READING PASSAGE:
== Segment start ==

Germany receives the worst corruption index score since 2014
Transparency International has just released its annual World Corruption Index, granting Germany the worst score in almost 10 years. But what has happened over the past decade in politics for Germany’s perceived corruption to rise?
Germany awarded 10th place in international corruption index
“In the past 10 years, Germany has not made progress with the fight against corruption," Margarete Bause, a representative of Transparency International, told Süddesutsche Zeitung when the NGO’s index was published on Tuesday.
The annual index assesses 180 countries, using surveys to measure perceived corruption in politics and administration. The higher the score, from one to 100, the less corrupt a country is deemed to be.
Denmark, Finland and New Zealand topped this year's ranking, with Denmark being awarded a squeaky-clean rating of 90 points, while both Finland and New Zealand received 87. Norway, Singapore and Sweden followed, where minimal political dirty laundry granted them respective 84, 83 and 83-point rankings.
In order of appearance, Switzerland, the Netherlands, Luxembourg and Germany completed the top 10 least corrupt countries according to Transparency International. Perceived corruption in Switzerland has seen quite a dramatic drop since 2020, and the same goes for Luxembourg. In the Netherlands and Germany, ratings have been more consistent over the past 10 years. Nevertheless, Germany’s 79 points returned the federal republic to 2014 levels of perceived corruption.
Somalia, Syria and South Sudan were ranked by Transparency International as the three countries where corruption is perceived to be most prevalent in politics and administration.
Why do people think Germany is corrupt?
So what has actually been going on in Germany for the survey respondents to perceive that the country’s politicians and administrative workers may be guilty of nefarious behaviour? “Scandals like the mask affair or CumEx have weakened trust in the integrity of politics and economics, “ Bause told Süddesutsche Zeitung.
Bause is referring to two scandals that have rocked German politics in recent years. During the wave of coronavirus in the winter of 2021, two CDU politicians were accused of accepting a 650.000-euro bribe from mask production companies in exchange for political lobbying. Both politicians resigned shortly after German police began investigations against them, but were found not guilty by a judge in Munich. Despite the verdict, Bause believes the so-called Maskenaffäre (mask affair) could have contributed to further doubts about shaky morals in German politics.
Equally implicating for German politicians and financiers is the CumEx scandal, an ongoing investigation by European media platforms into tax fraud across eight northern European countries. Germany’s investigative journalism organisation Correctiv suggests that banks, stock traders and lawyers fraudulently withdrew an estimated 36 billion euros from the German treasury. The money was then used in financial trades where multiple traders were reimbursed for tax money which was only paid once.
Russian actors in German corruption
On the international stage, Transparency International argues that Putin’s invasion of Ukraine can be used as a good example of the long-term impact of corruption in Germany. “Over years Russia built up a network of influence at federal and state level with the aid of massive financial resources,” Alexandra Herzog, another Transparency International representative, told Süddesutsche Zeitung.
“Examples include lucrative positions for former chancellor Gerhard Schröder, support for AFD politicians, and funding for the government-owned Climate and Environmental Protection Foundation and disinformation campaigns. This is exactly why Russia can succeed in influencing political decisions, for example in energy policy, and strengthen its geostrategic position,” Herzog concluded.

== Segment end ==

SUPPLIED INFORMATION:
== Segment start ==

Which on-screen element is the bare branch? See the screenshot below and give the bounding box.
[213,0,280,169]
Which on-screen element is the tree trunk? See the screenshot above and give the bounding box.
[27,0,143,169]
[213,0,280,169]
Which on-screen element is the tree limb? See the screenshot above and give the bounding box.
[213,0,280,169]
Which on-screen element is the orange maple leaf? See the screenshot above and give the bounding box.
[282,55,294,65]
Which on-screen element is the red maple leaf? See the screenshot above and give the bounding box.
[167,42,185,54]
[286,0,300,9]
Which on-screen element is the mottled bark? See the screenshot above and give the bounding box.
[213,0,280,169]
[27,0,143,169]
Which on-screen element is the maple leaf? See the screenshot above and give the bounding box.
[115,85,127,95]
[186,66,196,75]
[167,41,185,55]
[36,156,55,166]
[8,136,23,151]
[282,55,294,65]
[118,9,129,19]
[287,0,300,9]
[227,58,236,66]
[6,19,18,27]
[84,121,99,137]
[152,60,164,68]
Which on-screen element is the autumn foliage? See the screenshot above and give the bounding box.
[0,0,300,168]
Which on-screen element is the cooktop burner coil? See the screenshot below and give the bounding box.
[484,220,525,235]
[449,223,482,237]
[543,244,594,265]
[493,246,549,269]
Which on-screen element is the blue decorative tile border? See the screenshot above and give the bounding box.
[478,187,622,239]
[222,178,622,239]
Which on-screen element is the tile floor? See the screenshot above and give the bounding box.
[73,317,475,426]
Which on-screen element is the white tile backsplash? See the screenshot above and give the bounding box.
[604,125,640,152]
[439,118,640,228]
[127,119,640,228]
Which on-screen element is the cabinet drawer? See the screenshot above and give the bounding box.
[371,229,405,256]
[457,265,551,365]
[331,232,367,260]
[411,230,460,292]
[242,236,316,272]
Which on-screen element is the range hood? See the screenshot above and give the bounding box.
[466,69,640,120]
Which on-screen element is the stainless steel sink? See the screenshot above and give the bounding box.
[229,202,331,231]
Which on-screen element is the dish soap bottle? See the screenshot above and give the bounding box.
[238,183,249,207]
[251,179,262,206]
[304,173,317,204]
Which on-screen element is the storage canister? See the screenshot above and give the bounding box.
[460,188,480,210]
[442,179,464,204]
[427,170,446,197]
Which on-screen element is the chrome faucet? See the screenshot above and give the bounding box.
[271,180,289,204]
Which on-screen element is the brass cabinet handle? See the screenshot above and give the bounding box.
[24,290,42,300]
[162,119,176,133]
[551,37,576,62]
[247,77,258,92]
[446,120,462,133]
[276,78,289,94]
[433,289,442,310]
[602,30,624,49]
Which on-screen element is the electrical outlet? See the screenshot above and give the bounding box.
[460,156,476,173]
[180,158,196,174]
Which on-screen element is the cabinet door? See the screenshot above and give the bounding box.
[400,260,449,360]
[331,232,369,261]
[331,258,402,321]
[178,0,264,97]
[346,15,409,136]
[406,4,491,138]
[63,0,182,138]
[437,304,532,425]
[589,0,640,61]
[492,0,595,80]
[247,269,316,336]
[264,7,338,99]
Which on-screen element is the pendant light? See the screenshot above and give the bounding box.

== Segment end ==

DIRECTIONS FOR THIS TASK:
Answer these questions using the article on Germany's corruption score:
1. How many points did Denmark receive in this year's index?
2. What score did Germany get?
3. According to Correctiv, roughly how much money was fraudulently withdrawn from the German treasury in the CumEx scandal?
The entries are separate material and have no connection to the text.

RESPONSE TO THIS EXERCISE:
1. 90 points
2. 79 points
3. An estimated 36 billion euros